Task goal>
Add 56 to every coordinate value, then write out every line from the one with "Every instance of the woman's leg" up to and including the one with "[(152, 656)]", keeping all other wording unchanged.

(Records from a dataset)
+++

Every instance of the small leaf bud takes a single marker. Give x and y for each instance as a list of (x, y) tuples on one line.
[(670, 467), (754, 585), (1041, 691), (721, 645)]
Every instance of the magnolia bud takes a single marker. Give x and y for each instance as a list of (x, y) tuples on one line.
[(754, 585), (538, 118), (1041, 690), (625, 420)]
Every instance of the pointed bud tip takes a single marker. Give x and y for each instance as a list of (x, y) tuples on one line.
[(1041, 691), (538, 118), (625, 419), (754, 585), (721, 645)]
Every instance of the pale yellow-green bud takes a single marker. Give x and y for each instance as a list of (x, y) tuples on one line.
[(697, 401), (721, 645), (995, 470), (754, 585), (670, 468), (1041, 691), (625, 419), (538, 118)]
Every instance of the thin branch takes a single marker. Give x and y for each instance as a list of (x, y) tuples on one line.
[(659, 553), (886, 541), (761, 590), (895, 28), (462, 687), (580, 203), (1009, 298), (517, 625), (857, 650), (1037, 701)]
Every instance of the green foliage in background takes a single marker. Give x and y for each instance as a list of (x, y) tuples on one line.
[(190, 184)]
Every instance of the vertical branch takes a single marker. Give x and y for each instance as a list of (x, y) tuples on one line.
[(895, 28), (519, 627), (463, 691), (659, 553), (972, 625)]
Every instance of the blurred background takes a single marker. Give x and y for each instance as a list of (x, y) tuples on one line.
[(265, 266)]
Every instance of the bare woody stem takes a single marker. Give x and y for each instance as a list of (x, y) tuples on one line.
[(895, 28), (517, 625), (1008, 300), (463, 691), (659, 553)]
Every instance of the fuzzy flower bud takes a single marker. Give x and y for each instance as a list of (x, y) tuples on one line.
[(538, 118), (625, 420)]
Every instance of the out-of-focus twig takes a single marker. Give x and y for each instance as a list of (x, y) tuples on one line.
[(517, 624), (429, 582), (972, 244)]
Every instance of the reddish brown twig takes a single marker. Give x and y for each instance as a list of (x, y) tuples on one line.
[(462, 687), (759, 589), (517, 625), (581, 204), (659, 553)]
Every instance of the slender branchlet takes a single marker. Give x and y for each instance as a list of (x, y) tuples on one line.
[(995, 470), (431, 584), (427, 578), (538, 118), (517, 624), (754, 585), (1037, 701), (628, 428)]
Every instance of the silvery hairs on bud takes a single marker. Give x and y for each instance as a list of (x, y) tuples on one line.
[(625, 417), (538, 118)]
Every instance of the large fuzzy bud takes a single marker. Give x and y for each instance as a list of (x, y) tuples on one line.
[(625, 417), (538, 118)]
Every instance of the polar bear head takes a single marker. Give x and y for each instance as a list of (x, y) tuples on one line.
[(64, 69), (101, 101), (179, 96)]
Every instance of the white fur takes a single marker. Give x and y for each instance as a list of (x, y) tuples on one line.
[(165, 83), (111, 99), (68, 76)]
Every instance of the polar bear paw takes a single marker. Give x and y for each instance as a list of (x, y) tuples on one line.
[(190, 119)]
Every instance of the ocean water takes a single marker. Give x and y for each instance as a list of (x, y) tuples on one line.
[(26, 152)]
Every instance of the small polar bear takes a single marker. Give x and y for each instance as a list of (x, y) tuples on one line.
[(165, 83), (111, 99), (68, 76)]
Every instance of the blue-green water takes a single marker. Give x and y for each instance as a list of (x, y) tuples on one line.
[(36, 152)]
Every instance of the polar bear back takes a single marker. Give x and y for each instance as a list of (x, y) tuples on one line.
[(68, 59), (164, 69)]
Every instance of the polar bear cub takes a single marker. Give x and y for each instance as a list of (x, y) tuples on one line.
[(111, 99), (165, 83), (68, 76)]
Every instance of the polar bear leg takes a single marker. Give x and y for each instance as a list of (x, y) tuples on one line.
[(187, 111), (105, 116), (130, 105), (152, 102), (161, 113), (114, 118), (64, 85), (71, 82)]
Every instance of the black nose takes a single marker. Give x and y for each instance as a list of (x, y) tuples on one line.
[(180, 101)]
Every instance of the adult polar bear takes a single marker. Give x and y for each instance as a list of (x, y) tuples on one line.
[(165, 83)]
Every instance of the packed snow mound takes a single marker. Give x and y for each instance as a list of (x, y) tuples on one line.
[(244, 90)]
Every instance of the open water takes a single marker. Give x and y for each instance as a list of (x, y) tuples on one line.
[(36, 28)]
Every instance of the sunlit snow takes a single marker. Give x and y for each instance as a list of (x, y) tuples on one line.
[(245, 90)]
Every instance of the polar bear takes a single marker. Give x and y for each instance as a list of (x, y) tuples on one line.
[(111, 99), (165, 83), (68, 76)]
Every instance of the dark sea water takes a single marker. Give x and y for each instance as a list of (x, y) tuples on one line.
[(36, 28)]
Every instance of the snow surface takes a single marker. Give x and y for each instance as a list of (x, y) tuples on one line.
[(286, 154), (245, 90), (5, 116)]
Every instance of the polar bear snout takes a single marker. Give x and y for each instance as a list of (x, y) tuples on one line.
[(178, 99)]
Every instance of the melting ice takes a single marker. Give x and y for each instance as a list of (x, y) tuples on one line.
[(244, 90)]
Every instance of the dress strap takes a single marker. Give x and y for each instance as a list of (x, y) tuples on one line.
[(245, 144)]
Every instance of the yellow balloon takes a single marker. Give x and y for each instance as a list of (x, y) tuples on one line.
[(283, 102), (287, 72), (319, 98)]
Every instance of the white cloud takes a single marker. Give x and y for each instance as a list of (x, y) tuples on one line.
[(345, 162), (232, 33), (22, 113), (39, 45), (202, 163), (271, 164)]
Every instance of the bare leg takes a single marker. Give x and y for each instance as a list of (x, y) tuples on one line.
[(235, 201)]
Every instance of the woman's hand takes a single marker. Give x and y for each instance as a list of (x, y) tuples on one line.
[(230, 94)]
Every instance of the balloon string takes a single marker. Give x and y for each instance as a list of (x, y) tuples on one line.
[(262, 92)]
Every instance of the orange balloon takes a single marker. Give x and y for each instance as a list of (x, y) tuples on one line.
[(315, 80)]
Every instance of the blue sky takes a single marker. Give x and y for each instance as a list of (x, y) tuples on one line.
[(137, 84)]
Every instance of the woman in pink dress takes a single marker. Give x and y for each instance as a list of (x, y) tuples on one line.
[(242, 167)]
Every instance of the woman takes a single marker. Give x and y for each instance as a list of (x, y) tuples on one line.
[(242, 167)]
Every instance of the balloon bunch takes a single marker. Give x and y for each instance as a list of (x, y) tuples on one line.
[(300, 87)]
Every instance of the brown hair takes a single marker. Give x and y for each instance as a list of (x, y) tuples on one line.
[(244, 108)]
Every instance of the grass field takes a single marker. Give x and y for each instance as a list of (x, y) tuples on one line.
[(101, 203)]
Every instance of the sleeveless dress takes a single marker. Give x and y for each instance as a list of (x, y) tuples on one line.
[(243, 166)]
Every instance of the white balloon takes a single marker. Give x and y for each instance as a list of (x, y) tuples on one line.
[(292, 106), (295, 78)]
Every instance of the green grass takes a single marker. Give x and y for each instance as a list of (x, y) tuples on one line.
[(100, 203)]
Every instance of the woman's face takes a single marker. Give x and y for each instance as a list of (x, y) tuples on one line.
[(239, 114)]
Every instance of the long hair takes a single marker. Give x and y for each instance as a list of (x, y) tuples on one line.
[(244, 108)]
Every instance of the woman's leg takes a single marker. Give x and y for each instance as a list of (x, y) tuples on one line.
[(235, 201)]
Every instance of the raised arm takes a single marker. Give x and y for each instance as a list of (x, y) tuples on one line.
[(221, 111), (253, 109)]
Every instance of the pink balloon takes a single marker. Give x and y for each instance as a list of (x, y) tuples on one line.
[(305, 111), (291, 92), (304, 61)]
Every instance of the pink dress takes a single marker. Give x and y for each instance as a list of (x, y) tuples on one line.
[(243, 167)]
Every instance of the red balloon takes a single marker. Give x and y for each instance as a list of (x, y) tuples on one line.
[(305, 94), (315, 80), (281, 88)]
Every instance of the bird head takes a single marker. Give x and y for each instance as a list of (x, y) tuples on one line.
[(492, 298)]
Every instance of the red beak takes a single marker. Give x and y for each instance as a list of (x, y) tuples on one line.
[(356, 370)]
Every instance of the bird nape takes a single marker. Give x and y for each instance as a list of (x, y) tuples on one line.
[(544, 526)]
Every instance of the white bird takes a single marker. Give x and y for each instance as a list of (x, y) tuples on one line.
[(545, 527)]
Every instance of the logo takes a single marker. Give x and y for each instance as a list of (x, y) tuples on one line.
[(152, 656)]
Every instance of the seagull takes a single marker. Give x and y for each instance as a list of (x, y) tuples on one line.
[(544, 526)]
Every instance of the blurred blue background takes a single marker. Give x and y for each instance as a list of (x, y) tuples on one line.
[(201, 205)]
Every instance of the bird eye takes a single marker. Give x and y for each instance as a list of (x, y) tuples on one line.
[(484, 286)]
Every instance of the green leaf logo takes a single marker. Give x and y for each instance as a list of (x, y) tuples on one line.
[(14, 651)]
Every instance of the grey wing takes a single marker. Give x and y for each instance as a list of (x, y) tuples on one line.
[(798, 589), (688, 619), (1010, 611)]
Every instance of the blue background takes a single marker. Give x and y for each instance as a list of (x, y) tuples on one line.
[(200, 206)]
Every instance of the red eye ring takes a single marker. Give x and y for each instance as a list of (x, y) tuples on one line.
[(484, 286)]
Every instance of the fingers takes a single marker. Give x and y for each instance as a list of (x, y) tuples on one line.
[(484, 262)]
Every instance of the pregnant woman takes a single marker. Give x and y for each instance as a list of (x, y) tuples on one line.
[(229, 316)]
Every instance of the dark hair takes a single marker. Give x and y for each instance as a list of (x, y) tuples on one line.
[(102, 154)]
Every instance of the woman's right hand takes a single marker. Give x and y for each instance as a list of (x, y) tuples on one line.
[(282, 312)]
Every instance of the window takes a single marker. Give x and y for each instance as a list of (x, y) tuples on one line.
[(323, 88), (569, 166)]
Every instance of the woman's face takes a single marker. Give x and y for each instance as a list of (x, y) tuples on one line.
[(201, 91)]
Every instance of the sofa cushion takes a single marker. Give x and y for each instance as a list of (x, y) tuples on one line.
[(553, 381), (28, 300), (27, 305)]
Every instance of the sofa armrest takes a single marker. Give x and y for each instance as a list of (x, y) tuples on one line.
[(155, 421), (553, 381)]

+++

Response to the exercise>
Every instance of the woman's leg takes a single marker. Give x and y for each instance as a list of (x, y) tuples on one line.
[(291, 257)]
Every instance of the raised arm takes a single marker. Give x and y for each instance as a list of (x, y) tuples on one line.
[(277, 167), (309, 165)]
Every instance of the pink balloon takes a single marker. Give x and y for each instance as a list of (x, y) tuples on one line.
[(361, 167), (347, 148), (360, 117)]
Every instance of the pink dress takes a single marker. Give x and y for each instance as a list of (x, y) tuples on one line.
[(299, 223)]
Every instance of the red balloon takes a single marker. Give x and y for each instance as a list of (x, y) tuples on one line.
[(361, 150), (371, 136), (337, 144)]
Every instance of the bird head takes a single marker. Give x and y for each instance as a list of (x, y) tuples on one line.
[(548, 354)]
Every instance of the red beak takes a single marker. Give x and y for each instance as a list of (x, y) tuples on one line.
[(412, 426)]
Every instance of the bird nape takes a single marker. Give x and y for each instance as a list of (x, y) tuples on one line.
[(600, 582)]
Every instance of the white bird takes a single marker. Give x and y for each instance as a list of (x, y) tuples on one line.
[(601, 583)]
Every instance of the logo takes a single marker. Give x and y for each instance as a list of (x, y) tuples on one line.
[(208, 712)]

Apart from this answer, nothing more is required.